[ИСХОДНЫЙ ТЕКСТ]

===

И, видимо, так надо понимать Канта, что если заменить участливое желание блага всем людям на холодный расчет, касающийся того, как достичь максимального количества счастья для максимального числа людей, — это также не будет мотивом подлинно морального поступка. Подлинно моральный поступок, по Канту, — это поступок, продиктованный непосредственно моральным законом (совершенный из уважения к закону):
«Суть всякого определения воли нравственным законом состоит в том, что она как свободная воля определяется только законом» [И. Кант 1965, С. 397].
«Необходимость моих поступков из чистого уважения к практическому закону есть то, что составляет долг, которому должна уступить всякая другая побудительная причина» [И. Кант 1980, С. 240].
Разум непосредственно усматривает моральный закон. Это некий «голос», который звучит «в каждом конечном разумном существе». В нас есть сознание обязательности делать так-то и так-то[8].
И нет причин сомневаться в том, откуда звучит этот голос. Он звучит с небес:
«Моральный… закон дает нам… факт… этот факт указывает нам на чистый умопостигаемый мир, более того, положительно определяет этот мир» [И. Кант 1965, С. 362].

===

[ФРАГМЕНТ ДАННЫХ]
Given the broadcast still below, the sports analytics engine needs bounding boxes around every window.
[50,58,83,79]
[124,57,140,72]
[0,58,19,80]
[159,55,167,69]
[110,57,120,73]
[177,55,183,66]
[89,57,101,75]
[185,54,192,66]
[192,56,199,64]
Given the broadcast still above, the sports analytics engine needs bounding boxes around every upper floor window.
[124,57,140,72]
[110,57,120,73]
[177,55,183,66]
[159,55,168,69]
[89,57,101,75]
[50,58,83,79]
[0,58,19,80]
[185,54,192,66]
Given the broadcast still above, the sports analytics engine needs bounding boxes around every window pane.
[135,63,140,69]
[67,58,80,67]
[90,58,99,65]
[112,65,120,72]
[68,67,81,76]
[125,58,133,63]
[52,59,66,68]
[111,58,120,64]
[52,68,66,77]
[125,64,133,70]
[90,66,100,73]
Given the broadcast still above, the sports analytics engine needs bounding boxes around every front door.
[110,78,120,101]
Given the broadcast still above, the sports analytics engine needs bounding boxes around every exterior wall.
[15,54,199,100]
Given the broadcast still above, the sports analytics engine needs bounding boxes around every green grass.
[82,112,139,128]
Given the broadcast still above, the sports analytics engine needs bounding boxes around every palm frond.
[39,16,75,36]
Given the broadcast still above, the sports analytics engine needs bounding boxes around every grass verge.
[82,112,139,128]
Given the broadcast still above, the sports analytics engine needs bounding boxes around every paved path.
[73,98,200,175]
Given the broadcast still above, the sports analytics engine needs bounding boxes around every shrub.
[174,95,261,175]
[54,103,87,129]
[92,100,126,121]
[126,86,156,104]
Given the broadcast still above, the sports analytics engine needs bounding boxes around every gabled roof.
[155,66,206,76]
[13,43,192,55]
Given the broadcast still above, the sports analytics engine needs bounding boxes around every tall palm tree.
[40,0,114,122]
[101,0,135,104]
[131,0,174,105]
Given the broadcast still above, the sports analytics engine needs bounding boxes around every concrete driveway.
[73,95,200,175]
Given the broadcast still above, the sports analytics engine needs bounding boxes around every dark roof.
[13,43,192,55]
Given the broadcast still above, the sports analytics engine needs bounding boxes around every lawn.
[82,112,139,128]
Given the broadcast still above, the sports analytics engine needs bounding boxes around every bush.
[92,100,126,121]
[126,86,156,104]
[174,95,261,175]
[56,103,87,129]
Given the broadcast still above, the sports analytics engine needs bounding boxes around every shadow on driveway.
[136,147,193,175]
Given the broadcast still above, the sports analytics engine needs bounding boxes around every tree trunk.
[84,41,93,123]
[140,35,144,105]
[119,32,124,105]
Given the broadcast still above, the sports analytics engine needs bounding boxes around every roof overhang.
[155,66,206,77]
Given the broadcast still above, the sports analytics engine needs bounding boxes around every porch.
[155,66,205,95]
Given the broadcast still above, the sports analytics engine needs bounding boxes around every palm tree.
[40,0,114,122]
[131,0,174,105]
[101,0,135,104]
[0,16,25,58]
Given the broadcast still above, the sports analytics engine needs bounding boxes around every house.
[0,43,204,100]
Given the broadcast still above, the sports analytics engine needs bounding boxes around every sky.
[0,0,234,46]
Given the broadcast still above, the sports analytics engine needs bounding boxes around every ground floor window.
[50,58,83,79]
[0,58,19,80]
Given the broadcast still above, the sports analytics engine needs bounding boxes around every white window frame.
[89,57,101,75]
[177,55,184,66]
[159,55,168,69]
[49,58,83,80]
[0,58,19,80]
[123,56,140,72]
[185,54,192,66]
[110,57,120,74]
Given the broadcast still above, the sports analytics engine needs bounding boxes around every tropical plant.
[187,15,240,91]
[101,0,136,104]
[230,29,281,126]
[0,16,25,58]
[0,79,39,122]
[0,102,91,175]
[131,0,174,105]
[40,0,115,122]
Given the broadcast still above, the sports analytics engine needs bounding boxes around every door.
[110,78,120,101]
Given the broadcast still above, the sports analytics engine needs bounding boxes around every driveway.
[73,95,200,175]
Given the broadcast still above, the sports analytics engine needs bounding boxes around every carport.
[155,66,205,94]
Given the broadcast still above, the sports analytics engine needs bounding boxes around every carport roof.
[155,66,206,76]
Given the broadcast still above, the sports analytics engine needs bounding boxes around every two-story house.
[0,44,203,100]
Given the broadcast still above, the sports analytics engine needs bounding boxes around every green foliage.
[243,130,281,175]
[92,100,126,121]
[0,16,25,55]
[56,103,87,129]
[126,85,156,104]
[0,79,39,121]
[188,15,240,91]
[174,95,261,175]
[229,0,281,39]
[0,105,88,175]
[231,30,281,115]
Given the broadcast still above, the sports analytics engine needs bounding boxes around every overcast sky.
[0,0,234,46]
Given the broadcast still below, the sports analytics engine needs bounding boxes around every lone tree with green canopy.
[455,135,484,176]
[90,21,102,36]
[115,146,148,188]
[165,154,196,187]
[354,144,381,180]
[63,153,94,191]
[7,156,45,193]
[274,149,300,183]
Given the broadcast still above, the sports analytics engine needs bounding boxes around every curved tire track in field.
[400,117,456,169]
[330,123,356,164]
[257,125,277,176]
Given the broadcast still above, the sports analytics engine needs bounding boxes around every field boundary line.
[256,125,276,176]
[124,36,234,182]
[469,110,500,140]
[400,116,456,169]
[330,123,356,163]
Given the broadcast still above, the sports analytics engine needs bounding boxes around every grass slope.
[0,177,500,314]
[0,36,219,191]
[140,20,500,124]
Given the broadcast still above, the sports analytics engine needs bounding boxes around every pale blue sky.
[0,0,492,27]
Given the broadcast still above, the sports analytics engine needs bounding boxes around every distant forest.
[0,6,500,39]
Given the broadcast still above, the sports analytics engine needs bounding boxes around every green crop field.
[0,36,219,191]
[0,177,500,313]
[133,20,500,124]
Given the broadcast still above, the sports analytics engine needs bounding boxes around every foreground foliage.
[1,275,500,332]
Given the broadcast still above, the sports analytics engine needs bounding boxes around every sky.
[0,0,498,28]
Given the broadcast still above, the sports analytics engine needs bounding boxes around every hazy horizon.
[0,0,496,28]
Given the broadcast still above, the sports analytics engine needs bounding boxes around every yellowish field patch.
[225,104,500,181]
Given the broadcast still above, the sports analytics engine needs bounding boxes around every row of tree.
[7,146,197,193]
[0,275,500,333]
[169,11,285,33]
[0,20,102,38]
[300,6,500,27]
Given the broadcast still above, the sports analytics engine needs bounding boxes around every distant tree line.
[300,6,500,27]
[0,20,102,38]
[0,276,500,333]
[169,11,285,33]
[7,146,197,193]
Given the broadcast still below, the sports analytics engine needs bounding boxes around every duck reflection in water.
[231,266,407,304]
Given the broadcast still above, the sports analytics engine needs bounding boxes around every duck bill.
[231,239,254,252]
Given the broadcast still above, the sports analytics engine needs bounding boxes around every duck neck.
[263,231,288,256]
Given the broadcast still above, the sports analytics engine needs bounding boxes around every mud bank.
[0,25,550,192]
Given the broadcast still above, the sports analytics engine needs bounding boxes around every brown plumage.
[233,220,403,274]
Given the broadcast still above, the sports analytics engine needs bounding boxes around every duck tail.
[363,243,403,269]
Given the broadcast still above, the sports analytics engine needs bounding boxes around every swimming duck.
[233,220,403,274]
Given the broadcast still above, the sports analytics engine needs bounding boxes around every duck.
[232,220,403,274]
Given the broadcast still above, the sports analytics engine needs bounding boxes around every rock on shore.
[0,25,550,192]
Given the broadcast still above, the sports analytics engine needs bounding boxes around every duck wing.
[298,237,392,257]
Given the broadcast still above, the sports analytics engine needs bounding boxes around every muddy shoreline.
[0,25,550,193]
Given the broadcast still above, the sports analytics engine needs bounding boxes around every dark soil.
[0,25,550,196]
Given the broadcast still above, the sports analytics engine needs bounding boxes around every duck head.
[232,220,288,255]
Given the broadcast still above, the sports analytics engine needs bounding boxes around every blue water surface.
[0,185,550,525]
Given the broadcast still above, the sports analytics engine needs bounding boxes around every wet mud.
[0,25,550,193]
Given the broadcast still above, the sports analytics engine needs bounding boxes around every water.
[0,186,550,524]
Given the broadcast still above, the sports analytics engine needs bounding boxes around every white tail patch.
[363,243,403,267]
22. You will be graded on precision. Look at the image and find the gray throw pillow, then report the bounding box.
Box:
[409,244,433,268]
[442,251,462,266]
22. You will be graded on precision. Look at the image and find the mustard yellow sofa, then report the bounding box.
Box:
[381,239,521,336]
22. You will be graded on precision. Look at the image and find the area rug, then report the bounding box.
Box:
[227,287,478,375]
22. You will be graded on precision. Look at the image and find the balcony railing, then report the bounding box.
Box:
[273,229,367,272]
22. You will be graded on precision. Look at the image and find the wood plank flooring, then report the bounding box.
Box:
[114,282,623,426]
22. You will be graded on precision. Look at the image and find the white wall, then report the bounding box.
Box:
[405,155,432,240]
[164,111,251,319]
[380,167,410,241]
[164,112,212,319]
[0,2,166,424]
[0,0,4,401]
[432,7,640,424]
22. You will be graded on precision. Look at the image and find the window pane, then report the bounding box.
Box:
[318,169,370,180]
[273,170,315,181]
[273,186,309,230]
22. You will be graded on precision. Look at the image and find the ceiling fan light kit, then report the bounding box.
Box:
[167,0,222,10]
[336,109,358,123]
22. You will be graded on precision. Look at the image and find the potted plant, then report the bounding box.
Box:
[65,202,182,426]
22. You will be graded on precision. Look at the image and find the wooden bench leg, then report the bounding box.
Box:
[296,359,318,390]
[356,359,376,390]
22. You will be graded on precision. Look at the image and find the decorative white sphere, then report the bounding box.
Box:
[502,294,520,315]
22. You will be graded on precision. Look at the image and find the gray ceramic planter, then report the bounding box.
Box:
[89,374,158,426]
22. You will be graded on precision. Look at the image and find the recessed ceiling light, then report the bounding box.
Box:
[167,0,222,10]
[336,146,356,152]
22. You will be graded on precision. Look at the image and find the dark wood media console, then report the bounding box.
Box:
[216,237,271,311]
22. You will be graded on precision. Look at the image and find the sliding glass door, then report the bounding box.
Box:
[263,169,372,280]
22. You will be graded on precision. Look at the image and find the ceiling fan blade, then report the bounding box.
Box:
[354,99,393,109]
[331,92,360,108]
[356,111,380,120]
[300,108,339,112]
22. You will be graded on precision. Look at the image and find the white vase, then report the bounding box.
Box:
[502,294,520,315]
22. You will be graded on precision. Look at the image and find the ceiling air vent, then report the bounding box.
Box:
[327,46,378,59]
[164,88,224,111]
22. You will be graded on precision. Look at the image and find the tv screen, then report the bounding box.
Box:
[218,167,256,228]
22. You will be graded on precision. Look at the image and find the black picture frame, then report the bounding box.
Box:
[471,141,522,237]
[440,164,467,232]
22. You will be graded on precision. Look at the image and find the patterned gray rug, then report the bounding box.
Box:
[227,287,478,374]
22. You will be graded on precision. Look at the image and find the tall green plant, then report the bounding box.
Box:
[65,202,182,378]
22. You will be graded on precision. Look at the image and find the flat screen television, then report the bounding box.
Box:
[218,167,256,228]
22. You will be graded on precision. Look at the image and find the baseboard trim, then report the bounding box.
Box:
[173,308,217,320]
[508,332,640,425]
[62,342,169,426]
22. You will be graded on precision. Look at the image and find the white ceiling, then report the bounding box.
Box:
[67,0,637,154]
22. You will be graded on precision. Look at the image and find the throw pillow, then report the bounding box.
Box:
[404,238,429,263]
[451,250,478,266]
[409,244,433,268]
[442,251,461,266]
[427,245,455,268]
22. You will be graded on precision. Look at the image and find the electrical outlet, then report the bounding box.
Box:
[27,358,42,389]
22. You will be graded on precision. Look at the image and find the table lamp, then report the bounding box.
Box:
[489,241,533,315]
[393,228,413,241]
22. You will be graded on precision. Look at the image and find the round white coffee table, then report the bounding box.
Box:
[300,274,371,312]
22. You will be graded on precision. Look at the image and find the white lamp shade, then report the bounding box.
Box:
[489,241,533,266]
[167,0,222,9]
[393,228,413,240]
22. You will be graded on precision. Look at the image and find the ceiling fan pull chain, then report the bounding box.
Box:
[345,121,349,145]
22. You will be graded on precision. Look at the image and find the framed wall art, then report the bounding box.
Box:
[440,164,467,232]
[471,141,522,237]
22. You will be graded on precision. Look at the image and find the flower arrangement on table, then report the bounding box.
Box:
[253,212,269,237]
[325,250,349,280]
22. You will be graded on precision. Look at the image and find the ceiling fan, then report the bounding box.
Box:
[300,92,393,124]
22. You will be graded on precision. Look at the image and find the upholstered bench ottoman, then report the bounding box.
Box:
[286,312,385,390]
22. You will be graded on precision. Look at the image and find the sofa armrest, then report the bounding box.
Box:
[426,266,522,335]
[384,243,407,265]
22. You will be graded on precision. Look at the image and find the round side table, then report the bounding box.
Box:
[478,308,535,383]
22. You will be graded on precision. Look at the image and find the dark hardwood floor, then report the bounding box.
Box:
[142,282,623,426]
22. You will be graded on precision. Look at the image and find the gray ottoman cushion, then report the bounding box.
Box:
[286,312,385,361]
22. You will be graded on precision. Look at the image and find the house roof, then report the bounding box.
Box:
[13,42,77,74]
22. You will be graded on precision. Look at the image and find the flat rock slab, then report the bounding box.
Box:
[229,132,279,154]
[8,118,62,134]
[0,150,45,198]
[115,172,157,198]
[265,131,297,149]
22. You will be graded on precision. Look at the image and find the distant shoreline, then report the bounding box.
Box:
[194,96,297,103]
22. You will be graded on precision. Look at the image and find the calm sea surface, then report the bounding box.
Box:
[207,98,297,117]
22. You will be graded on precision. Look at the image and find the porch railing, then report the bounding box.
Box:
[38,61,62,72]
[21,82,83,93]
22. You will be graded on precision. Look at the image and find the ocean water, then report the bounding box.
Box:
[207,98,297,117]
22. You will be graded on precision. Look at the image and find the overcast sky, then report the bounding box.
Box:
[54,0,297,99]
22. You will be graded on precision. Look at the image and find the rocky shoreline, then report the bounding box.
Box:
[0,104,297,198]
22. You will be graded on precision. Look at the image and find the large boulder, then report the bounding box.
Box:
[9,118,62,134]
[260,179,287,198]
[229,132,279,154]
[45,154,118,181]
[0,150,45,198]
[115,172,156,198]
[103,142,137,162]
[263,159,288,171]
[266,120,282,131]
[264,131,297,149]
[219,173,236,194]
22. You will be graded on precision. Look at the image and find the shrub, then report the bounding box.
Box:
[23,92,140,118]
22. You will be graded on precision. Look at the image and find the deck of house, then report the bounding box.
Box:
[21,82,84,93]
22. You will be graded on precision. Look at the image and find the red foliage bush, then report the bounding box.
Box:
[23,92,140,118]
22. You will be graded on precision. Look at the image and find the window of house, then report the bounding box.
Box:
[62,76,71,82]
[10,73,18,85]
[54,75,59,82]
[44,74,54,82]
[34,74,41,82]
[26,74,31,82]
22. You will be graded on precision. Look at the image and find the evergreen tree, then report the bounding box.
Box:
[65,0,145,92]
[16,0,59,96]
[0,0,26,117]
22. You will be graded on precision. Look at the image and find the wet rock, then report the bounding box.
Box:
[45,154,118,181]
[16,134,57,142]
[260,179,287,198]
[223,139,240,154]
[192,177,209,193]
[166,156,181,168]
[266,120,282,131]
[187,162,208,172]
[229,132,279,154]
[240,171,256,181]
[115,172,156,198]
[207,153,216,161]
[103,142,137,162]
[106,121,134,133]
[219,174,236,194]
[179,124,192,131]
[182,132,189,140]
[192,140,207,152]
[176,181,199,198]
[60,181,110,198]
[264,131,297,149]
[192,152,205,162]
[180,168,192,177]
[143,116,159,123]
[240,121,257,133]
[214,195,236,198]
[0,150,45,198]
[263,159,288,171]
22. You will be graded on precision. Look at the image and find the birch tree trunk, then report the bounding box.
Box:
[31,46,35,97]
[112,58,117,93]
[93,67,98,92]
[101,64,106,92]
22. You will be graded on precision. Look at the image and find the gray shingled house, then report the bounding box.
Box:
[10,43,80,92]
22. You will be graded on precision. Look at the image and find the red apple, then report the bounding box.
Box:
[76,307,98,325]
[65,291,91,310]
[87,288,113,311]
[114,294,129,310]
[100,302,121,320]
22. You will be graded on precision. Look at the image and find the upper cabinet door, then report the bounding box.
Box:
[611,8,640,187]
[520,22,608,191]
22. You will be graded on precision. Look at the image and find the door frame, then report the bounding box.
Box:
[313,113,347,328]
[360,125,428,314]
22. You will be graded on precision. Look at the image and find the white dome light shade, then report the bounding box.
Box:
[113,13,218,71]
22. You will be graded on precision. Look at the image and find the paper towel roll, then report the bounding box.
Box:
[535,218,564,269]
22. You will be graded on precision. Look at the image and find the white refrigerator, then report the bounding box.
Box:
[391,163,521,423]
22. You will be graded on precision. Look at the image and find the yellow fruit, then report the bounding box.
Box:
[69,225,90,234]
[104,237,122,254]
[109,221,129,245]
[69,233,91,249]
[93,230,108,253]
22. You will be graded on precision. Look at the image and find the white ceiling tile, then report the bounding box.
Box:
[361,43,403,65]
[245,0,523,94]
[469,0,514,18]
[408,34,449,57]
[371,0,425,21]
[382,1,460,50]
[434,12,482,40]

===

[ЗАДАНИЕ] Продолжите текст о моральном законе в этике Канта, начав сразу после его последнего предложения.

[ОТВЕТ К ЗАДАЧЕ]
Надо сказать, что в строгом смысле слова, субъект у Канта не выбирает (в отличие, скажем, от Сартра). Слово «выбор» фигурирует у него исключительно в негативном контексте: имеется в виду «выбор» как некий произвол, хотение, результат природной склонности[9].
Разум человека понимается Кантом как законодательствующий. Разум дает ему моральный закон. Но при этом человек этот моральный закон не изобретает. Он его просто усматривает и признает (можно сказать, удостоверяет и ратифицирует).
У Канта речь идет о свободном следовании закону: если человек (любой из нас) задумается, то он придет к выводу, что благо – это то-то и то-то, а не иное. При этом предполагается (Кантом), что каждый человек, задумавшись, придет к неким единообразным выводам. Потому что этот «святой закон» уже прописан в человеческом разуме.
«Хотя мы законодательные члены возможного через свободу царства нравственности… — пишет Кант – но вместе с тем мы подданные, а не глава этого государства» [И. Кант 1965, С. 409].
У Сартра субъект – законодатель в том смысле, что он решает, что есть добро, а что есть зло. Разумеется, этот выбор носит характер универсального.
Если я решаю, что это – зло, то тем самым я предполагаю, что это зло для всех, а не только для меня. Если я выбираю что-то для себя как некое благо (как ценность), то тем самым я утверждаю это как благо вообще, как объективную ценность, которая должна являться таковой – по моему мнению – для всех людей.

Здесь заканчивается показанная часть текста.